• _The task_:
List every line in the records below that contains the string "Target".

━━━━━━━━━━

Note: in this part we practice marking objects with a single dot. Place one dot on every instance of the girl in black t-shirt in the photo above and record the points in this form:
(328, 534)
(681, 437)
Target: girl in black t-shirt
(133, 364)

━━━━━━━━━━

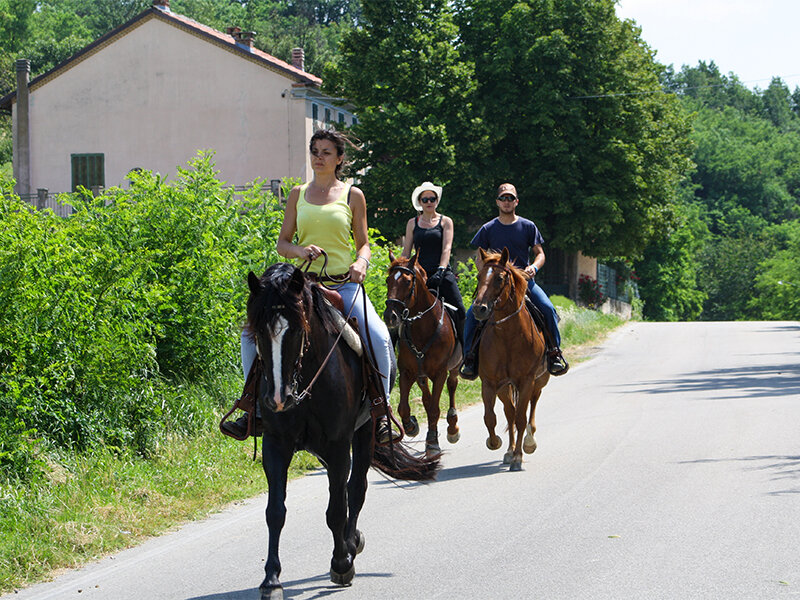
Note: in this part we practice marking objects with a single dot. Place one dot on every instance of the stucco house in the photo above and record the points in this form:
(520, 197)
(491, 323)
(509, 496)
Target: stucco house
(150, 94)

━━━━━━━━━━

• _Complete output_:
Target: girl in black t-shirt
Target: stucco house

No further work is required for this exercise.